§ **Exercise requirements**
1. According to the text on Lucius Aninius Sextius Florentinus, in which legion did he hold his commission as military tribune?
2. Write a continuation of the text on Lucius Aninius Sextius Florentinus, picking up after its final sentence.

§ **Extract to read**

○ ○ ○ ○ ○ ○ ○

Lucius Aninius Sextius Florentinus (died between 127 and 130) was a Roman senator, who held a number of imperial appointments during the reigns of Trajan and Hadrian. He died while governing Roman Arabia; his unnamed son had a tomb prepared for him at Petra, which still stands.

There is some uncertainty about his praenomen. While a papyrus text recovered from the Cave of Letters in the Judean Desert mentioning him reports it as Titus, the inscription on his tomb is said to report it as Lucius.

== Career ==
His tombstone provides us the details of his cursus honorum. The first recorded office Florentinus held was as one of the tresviri monetalis, the most prestigious of the four boards that comprise the vigintiviri; assignment to this board was usually allocated to patricians or favored individuals. This was followed by a commission as military tribune in Legio I Minervia; Anthony Birley dates this commission to about the year 110. He then was elected quaestor, and Florentinus executed this traditional Republican magistracy in Achaea. Upon completion of this traditional Republican magistracy Florentinus would be enrolled in the Senate.

Here Birley notes his surprise that Florentinus served as quaestor in Achaea, instead of as quaestor as an adjunct to the emperor, moreover he then held the post of plebeian tribune instead of curule aedile. "Perhaps the patronage which had secured him a start as a monetalis was no longer available," Birley suggests.

○ ○ ○ ○ ○ ○ ○

§ **Dataset entries**

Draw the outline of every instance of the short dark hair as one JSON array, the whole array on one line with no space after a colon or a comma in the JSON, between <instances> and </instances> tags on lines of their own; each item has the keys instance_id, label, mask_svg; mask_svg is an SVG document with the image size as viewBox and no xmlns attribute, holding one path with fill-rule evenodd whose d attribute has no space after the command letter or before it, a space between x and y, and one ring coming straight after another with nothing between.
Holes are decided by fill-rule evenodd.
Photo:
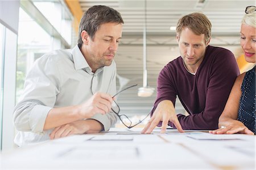
<instances>
[{"instance_id":1,"label":"short dark hair","mask_svg":"<svg viewBox=\"0 0 256 170\"><path fill-rule=\"evenodd\" d=\"M212 24L207 16L202 13L194 13L180 18L176 28L178 36L184 28L189 28L197 35L204 34L205 43L209 42L212 35Z\"/></svg>"},{"instance_id":2,"label":"short dark hair","mask_svg":"<svg viewBox=\"0 0 256 170\"><path fill-rule=\"evenodd\" d=\"M97 5L89 8L81 19L77 40L79 45L82 44L81 37L82 31L85 30L93 39L95 32L100 26L106 23L124 23L120 13L110 7Z\"/></svg>"}]
</instances>

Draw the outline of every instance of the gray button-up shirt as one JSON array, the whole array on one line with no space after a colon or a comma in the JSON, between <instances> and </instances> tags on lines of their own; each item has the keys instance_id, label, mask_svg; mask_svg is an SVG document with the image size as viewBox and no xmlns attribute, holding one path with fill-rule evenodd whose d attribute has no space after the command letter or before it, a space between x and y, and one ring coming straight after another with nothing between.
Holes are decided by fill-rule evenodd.
<instances>
[{"instance_id":1,"label":"gray button-up shirt","mask_svg":"<svg viewBox=\"0 0 256 170\"><path fill-rule=\"evenodd\" d=\"M44 55L27 75L23 95L14 109L14 125L19 131L14 142L22 146L49 139L53 129L43 131L43 127L51 109L81 104L97 92L113 96L115 77L114 60L93 73L78 45ZM92 118L101 122L105 131L117 121L112 112Z\"/></svg>"}]
</instances>

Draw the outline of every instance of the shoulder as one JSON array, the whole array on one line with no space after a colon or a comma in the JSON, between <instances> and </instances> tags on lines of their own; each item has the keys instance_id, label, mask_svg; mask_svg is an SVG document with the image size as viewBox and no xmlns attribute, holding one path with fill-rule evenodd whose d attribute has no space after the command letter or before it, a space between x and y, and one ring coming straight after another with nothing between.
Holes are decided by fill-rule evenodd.
<instances>
[{"instance_id":1,"label":"shoulder","mask_svg":"<svg viewBox=\"0 0 256 170\"><path fill-rule=\"evenodd\" d=\"M241 88L241 87L242 86L242 83L243 82L243 78L245 78L246 73L246 72L245 72L237 76L237 78L236 79L236 81L234 84L234 86L237 86L237 87L239 87L239 89Z\"/></svg>"},{"instance_id":2,"label":"shoulder","mask_svg":"<svg viewBox=\"0 0 256 170\"><path fill-rule=\"evenodd\" d=\"M37 59L36 63L51 63L55 64L61 60L70 60L71 53L69 49L58 49L46 53Z\"/></svg>"},{"instance_id":3,"label":"shoulder","mask_svg":"<svg viewBox=\"0 0 256 170\"><path fill-rule=\"evenodd\" d=\"M228 49L209 45L207 49L205 58L206 63L208 63L207 64L213 67L223 70L232 69L238 73L239 69L236 57Z\"/></svg>"},{"instance_id":4,"label":"shoulder","mask_svg":"<svg viewBox=\"0 0 256 170\"><path fill-rule=\"evenodd\" d=\"M171 70L172 71L177 71L183 66L183 60L181 57L179 57L172 61L169 62L162 70Z\"/></svg>"},{"instance_id":5,"label":"shoulder","mask_svg":"<svg viewBox=\"0 0 256 170\"><path fill-rule=\"evenodd\" d=\"M205 55L211 56L211 58L222 58L222 60L234 59L234 54L230 50L211 45L207 47Z\"/></svg>"},{"instance_id":6,"label":"shoulder","mask_svg":"<svg viewBox=\"0 0 256 170\"><path fill-rule=\"evenodd\" d=\"M168 77L170 78L170 76L176 77L183 71L183 59L180 56L169 62L165 65L160 72L159 77L163 77L166 78L166 77Z\"/></svg>"}]
</instances>

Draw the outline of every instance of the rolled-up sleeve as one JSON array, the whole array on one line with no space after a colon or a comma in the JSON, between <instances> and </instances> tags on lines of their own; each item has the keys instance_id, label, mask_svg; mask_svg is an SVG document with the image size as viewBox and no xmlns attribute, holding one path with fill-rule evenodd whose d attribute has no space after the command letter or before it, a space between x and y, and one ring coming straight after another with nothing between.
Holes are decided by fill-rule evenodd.
<instances>
[{"instance_id":1,"label":"rolled-up sleeve","mask_svg":"<svg viewBox=\"0 0 256 170\"><path fill-rule=\"evenodd\" d=\"M112 74L111 74L110 81L108 84L108 88L107 92L104 92L105 93L108 93L112 96L114 96L117 93L116 88L116 76L117 76L117 70L116 65L113 61L113 64L112 65ZM109 76L109 75L108 75ZM101 123L104 126L104 131L108 131L111 127L113 127L115 123L117 122L118 117L113 112L110 111L105 115L102 115L101 114L97 114L92 119L98 121Z\"/></svg>"},{"instance_id":2,"label":"rolled-up sleeve","mask_svg":"<svg viewBox=\"0 0 256 170\"><path fill-rule=\"evenodd\" d=\"M108 131L117 122L117 117L114 113L110 112L105 115L97 114L92 119L101 122L103 125L104 131Z\"/></svg>"}]
</instances>

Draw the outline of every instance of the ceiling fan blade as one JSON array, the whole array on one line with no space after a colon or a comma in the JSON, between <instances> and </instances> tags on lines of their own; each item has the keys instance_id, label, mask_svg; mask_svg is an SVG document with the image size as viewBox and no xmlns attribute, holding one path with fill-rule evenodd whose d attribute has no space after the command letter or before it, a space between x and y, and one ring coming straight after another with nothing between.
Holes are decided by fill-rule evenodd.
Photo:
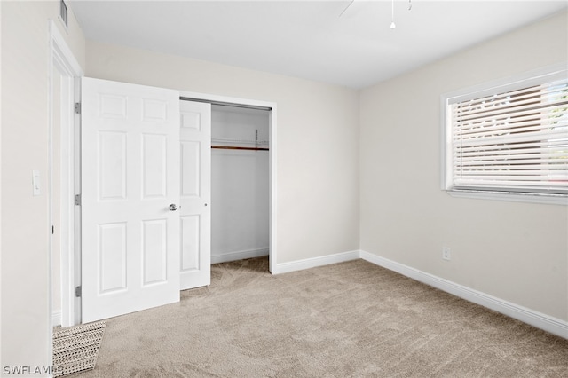
<instances>
[{"instance_id":1,"label":"ceiling fan blade","mask_svg":"<svg viewBox=\"0 0 568 378\"><path fill-rule=\"evenodd\" d=\"M339 18L341 18L341 16L343 15L343 13L345 12L345 11L347 11L349 9L350 6L351 6L351 4L355 2L355 0L351 0L347 6L345 7L345 9L343 9L343 11L339 14Z\"/></svg>"}]
</instances>

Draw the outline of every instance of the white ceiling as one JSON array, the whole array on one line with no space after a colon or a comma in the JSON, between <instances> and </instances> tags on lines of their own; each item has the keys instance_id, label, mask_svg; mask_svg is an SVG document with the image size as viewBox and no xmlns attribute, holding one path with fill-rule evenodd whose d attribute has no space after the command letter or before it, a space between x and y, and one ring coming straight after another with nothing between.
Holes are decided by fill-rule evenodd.
<instances>
[{"instance_id":1,"label":"white ceiling","mask_svg":"<svg viewBox=\"0 0 568 378\"><path fill-rule=\"evenodd\" d=\"M363 88L566 9L564 1L70 1L88 39ZM522 48L522 46L519 46ZM487 57L491 59L491 57Z\"/></svg>"}]
</instances>

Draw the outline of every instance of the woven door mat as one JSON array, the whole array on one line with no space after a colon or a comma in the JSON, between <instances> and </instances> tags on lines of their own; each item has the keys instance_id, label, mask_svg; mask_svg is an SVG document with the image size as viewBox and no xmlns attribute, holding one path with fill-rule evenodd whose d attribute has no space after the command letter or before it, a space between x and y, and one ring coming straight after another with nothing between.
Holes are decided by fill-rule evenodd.
<instances>
[{"instance_id":1,"label":"woven door mat","mask_svg":"<svg viewBox=\"0 0 568 378\"><path fill-rule=\"evenodd\" d=\"M53 330L53 376L60 377L95 367L106 322Z\"/></svg>"}]
</instances>

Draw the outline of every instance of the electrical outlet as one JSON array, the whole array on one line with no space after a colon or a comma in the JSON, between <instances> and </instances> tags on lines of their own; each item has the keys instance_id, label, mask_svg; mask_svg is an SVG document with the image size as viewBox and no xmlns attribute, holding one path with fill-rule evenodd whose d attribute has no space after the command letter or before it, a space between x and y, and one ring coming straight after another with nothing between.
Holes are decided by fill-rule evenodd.
<instances>
[{"instance_id":1,"label":"electrical outlet","mask_svg":"<svg viewBox=\"0 0 568 378\"><path fill-rule=\"evenodd\" d=\"M452 259L452 251L447 247L442 248L442 258L448 261Z\"/></svg>"}]
</instances>

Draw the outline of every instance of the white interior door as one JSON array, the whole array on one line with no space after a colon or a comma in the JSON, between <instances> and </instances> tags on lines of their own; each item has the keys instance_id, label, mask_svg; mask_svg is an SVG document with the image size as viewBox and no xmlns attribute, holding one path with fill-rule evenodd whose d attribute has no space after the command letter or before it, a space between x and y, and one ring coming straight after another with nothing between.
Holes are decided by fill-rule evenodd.
<instances>
[{"instance_id":1,"label":"white interior door","mask_svg":"<svg viewBox=\"0 0 568 378\"><path fill-rule=\"evenodd\" d=\"M211 105L180 101L181 289L211 281Z\"/></svg>"},{"instance_id":2,"label":"white interior door","mask_svg":"<svg viewBox=\"0 0 568 378\"><path fill-rule=\"evenodd\" d=\"M82 103L83 322L178 302L179 92L83 78Z\"/></svg>"}]
</instances>

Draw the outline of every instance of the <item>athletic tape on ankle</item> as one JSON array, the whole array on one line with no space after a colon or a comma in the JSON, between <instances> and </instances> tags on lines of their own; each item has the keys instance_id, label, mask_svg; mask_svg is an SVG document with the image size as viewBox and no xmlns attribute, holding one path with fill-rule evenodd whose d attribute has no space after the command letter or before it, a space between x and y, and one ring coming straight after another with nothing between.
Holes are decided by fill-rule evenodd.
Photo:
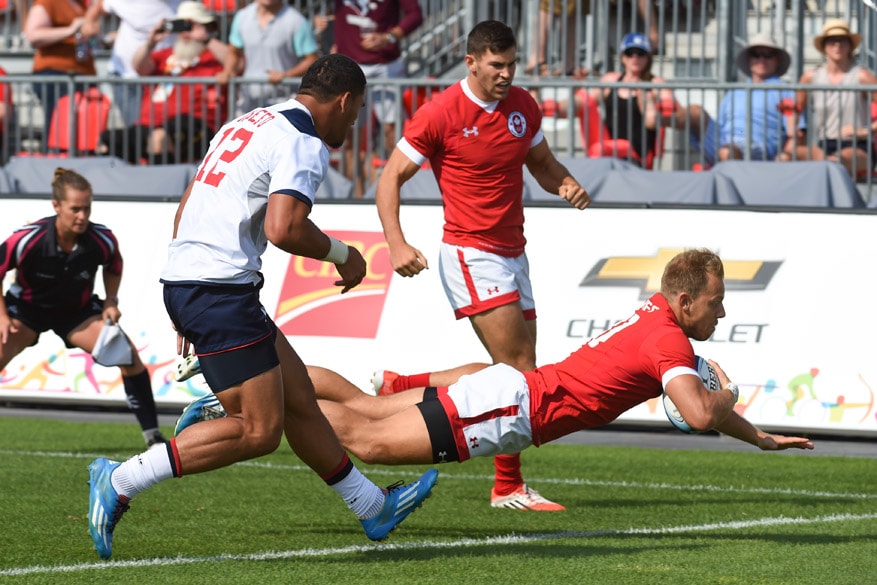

○ ○ ○ ○ ○ ○ ○

§ **Answers to this exercise**
1. Legio I Minervia.

2.
Although the inscription omits any mention that Florentinus was praetor, it can be safely assumed he had, for his next three offices required that magistracy. First Florentinus was commissioned legatus legionis or commander of Legio IX Hispana, which presumably was still stationed in Roman Britain at the time, although it may have been withdrawn from that province by that point; Birley dates his command of this legion "to the first few years of the reign of Hadrian." Next the sortition rewarded him with the governorship of the public province of Gallia Narbonensis. The date he held this office is less certain: Werner Eck dates it to the term 123/124, while Birley dates it to 124/125. His final posting was in Roman Arabia, where the above-mentioned papyrus attests he was in office on 2 December 127. The next known governor of Roman Arabia, Titus Haterius Nepos, is attested as being in office 17 November 130, so we can surmise that between those two dates Florentinus died of unknown causes.